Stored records
[Start of Attachment]
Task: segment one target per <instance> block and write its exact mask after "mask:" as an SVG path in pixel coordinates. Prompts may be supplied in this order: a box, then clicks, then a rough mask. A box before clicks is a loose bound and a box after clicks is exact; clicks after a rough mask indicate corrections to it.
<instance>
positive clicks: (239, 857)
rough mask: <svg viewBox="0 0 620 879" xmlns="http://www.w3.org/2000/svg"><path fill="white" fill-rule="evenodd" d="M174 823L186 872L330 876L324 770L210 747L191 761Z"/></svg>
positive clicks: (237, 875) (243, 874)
[End of Attachment]
- Task directions: Copy all of the material above line for line, changing nothing.

- Worked solution:
Task: segment one target per <instance> block and write its exact mask after "mask:" as an SVG path in pixel coordinates. Prompts may be supplied in this order: a box, then clicks, then a rough mask. A box before clicks is a loose bound and a box after clicks is exact; clicks after a rough mask indicate corrections to it.
<instance>
positive clicks: (239, 857)
rough mask: <svg viewBox="0 0 620 879" xmlns="http://www.w3.org/2000/svg"><path fill="white" fill-rule="evenodd" d="M174 823L186 872L330 876L324 770L210 747L191 761Z"/></svg>
positive clicks: (237, 875) (243, 874)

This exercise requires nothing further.